===== EXERCISE DATA

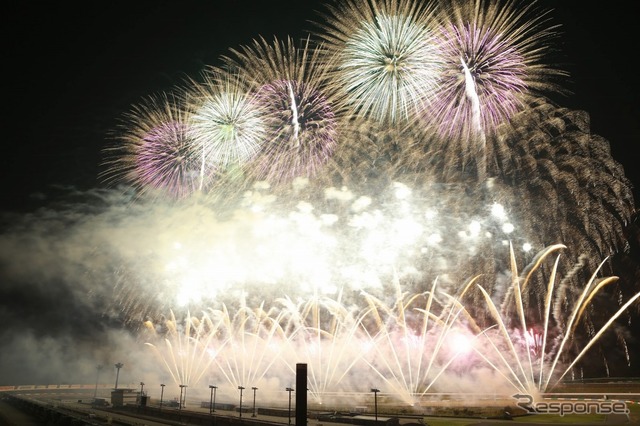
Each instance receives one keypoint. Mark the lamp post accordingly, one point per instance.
(161, 394)
(289, 390)
(212, 400)
(98, 368)
(118, 367)
(375, 401)
(241, 389)
(254, 401)
(180, 403)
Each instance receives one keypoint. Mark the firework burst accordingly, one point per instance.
(493, 61)
(299, 115)
(385, 57)
(227, 121)
(156, 152)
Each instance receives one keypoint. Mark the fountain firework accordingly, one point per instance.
(359, 152)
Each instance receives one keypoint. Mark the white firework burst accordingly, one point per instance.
(385, 56)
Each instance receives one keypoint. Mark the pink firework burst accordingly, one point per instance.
(493, 57)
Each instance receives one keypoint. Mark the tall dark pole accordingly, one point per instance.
(98, 368)
(254, 401)
(118, 367)
(375, 401)
(241, 389)
(212, 400)
(289, 390)
(301, 395)
(161, 395)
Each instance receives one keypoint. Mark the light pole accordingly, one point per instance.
(212, 400)
(118, 367)
(375, 401)
(289, 390)
(161, 394)
(254, 401)
(180, 402)
(241, 389)
(98, 368)
(141, 392)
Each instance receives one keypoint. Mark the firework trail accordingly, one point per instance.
(227, 121)
(299, 114)
(391, 144)
(155, 150)
(384, 56)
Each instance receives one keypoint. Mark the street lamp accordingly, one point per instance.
(212, 400)
(254, 400)
(180, 403)
(98, 368)
(118, 367)
(241, 389)
(375, 399)
(161, 394)
(289, 390)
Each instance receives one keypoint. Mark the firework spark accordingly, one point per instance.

==========

TASK STATEMENT –
Print the lines of the records above, starting with the line that contains "Each instance receives one keypoint. Mark the firework trail" and continuing through the last line of the records. Copy each line exactly, and include both the first and the last line.

EXERCISE SOLUTION –
Each instance receives one keypoint. Mark the firework trail accordingly, one point per instance.
(227, 121)
(299, 114)
(391, 144)
(155, 150)
(384, 56)
Each instance receives one keypoint. Mark the street lamp accordingly, one point per instance.
(212, 400)
(254, 400)
(180, 403)
(98, 368)
(118, 367)
(241, 389)
(375, 399)
(161, 394)
(289, 390)
Each instance receives one keypoint. Mark the firework spark accordingly, one point per instance.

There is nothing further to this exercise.